— Start TEXT —

Farmhouse Shepherd’s Pie

shepherd's pie with potato crust

Farmhouse Shepherd’s Pie is a rustic Irish casserole with ground lamb, gravy, and veggies topped with a cheddar mash — it’s the ultimate comfort food,

farmhouse shepherd's pie on a wooden table

my farmhouse shepherd’s pie is classic comfort food

This is a hearty lamb casserole with the surprise of  parsnips, and turnips in the mix. I top it off with mashed potatoes enriched with some good Irish cheddar. It doesn’t get any warmer or cozier, and the flavor of the heartier fall veggies is a nice change from the traditional carrots and peas.

what you’ll need:

  • ground lamb
  • yellow onion
  • parsnip
  • turnip
  • olive oil
  • butter
  • flour
  • broth
  • mashed potatoes ~ I used instant for convenience
  • cheddar cheese

The process has a few stages, but all simple. I brown the meat and remove it into the casserole dish. I sauté the veggies for a few minutes, then give the pan a hit of stock and cover it so they can get a chance to tenderize. Then I remove them to the casserole with the lamb. Next I make the gravy in the same pan. Some butter and flour, a little seasonings and extra flavor enhancers, and the rest of the beef stock. It thickens as it comes to a simmer, and then everything gets piled into the casserole.

serving farmhouse shepherd's pie onto a small plate

Because there are a few stages to this dish, I take the shortcut and make instant mashed potatoes. I enrich them with shredded cheddar cheese and then pipe them onto the stew. Since everything is hot it doesn’t take much more than 30 minutes to finish in the oven. This makes great leftovers, too, so it’s well worth the effort.

more comforting casseroles

shepherd's pie with potato crust
3.6 from 10 votes

Shepherd’s Pie with Fall Vegetables

Farmhouse Shepherd's Pie is a rustic Irish casserole with ground lamb, gravy, and veggies topped with a cheddar mash --- it's the ultimate comfort food,
Course Dinner Recipes
Cuisine Irish
Prep Time 20 minutes
Cook Time 30 minutes
Total Time 50 minutes
Yield 4 -6 servings
Author Sue Moran


  • 1 pound good quality ground lamb
  • olive oil
  • 1/2 large yellow onion peeled and diced
  • 1 parsnip peeled and diced
  • 1 turnip peeled and diced
  • 2 Tbsp unsalted butter
  • 2 Tbsp flour
  • 15 oz can beef broth
  • 1 bouillon cube of your choice I used a mushroom stock cube, dissolved in a tiny bit of boiling water


  • instant mashed potatoes
  • 1/2 cup grated Irish cheddar cheese


  • Set oven to 350F
  • Lightly coat the bottom of a 10" skillet with olive oil, I used my cast iron skillet. Brown the lamb, breaking it apart as it cooks. Put the lamb in the casserole dish.

— End TEXT —
— Start DATA ROWS —

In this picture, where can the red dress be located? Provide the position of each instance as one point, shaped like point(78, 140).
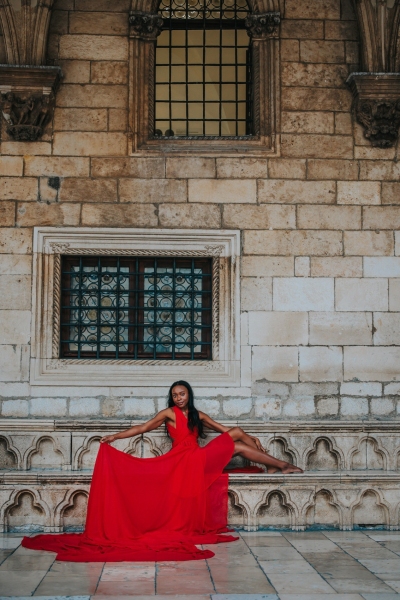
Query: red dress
point(152, 509)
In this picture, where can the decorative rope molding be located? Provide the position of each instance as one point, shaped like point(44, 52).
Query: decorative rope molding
point(208, 250)
point(65, 363)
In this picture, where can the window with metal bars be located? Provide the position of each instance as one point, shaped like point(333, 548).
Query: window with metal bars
point(203, 84)
point(136, 308)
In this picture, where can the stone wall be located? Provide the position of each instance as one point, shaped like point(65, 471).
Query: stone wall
point(320, 264)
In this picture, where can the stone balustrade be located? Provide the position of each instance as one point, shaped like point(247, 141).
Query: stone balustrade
point(352, 476)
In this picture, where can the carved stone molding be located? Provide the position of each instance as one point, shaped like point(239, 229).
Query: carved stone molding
point(376, 106)
point(260, 26)
point(25, 28)
point(27, 97)
point(144, 25)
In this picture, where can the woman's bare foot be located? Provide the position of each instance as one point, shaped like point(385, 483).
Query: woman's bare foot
point(291, 469)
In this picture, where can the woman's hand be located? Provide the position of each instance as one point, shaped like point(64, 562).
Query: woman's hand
point(108, 439)
point(258, 444)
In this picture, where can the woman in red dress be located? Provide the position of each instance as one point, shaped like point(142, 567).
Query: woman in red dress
point(161, 508)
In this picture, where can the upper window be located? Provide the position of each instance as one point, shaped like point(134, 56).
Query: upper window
point(203, 70)
point(155, 308)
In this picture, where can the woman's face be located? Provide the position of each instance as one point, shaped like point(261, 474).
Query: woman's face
point(180, 396)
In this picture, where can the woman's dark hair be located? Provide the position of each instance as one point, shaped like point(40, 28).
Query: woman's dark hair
point(194, 421)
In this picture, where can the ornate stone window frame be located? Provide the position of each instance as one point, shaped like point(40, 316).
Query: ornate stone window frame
point(263, 28)
point(51, 243)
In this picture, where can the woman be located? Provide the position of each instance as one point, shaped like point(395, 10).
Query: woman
point(161, 508)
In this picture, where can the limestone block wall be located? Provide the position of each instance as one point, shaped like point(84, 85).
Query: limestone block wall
point(319, 219)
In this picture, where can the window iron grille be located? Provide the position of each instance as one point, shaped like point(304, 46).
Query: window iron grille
point(154, 308)
point(203, 86)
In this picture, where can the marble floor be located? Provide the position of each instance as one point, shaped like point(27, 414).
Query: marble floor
point(313, 565)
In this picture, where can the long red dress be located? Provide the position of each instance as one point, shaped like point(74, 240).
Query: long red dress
point(152, 509)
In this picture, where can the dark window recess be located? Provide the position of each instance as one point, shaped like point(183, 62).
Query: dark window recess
point(203, 84)
point(137, 308)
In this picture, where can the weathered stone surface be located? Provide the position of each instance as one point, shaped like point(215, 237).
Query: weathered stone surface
point(30, 214)
point(88, 190)
point(368, 243)
point(140, 407)
point(324, 51)
point(82, 407)
point(15, 325)
point(152, 190)
point(387, 329)
point(288, 243)
point(298, 192)
point(359, 192)
point(7, 214)
point(334, 329)
point(275, 364)
point(15, 241)
point(321, 364)
point(329, 217)
point(332, 169)
point(244, 216)
point(307, 122)
point(256, 293)
point(142, 168)
point(361, 294)
point(90, 47)
point(190, 167)
point(80, 119)
point(303, 294)
point(187, 216)
point(48, 407)
point(220, 191)
point(89, 143)
point(92, 96)
point(56, 166)
point(278, 329)
point(323, 9)
point(109, 72)
point(267, 266)
point(18, 188)
point(15, 292)
point(11, 166)
point(336, 267)
point(317, 145)
point(237, 407)
point(119, 215)
point(281, 168)
point(241, 168)
point(371, 364)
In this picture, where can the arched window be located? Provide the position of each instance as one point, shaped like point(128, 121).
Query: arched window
point(203, 70)
point(204, 76)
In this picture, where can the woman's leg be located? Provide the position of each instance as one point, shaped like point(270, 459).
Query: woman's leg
point(246, 447)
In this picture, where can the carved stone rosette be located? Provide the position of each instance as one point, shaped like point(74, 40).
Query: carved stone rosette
point(376, 106)
point(27, 96)
point(145, 25)
point(261, 26)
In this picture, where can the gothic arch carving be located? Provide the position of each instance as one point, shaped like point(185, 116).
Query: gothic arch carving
point(67, 503)
point(11, 449)
point(15, 502)
point(368, 440)
point(331, 448)
point(35, 449)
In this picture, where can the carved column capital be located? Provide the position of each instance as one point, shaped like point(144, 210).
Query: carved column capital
point(145, 25)
point(261, 26)
point(27, 96)
point(376, 106)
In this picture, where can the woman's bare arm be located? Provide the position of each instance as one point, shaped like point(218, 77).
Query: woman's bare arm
point(155, 422)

— End DATA ROWS —

▸ **PROBLEMS TO SOLVE**:
**A.** Update the part of the shepherd's pie recipe starting at "my farmhouse shepherd’s" and ending at "carrots and peas.", putting "rutabagas" in place of "parsnips".
**B.** Answer these questions from the shepherd's pie recipe:
(i) What kind of mashed potatoes does the cook use?
(ii) How long is the prep time?
(iii) What temperature is the oven set to?

▸ **FINAL ANSWERS**:
**A.**
my farmhouse shepherd’s pie is classic comfort food

This is a hearty lamb casserole with the surprise of  rutabagas, and turnips in the mix. I top it off with mashed potatoes enriched with some good Irish cheddar. It doesn’t get any warmer or cozier, and the flavor of the heartier fall veggies is a nice change from the traditional carrots and peas.

**B.**
(i) Instant mashed potatoes
(ii) 20 minutes
(iii) 350F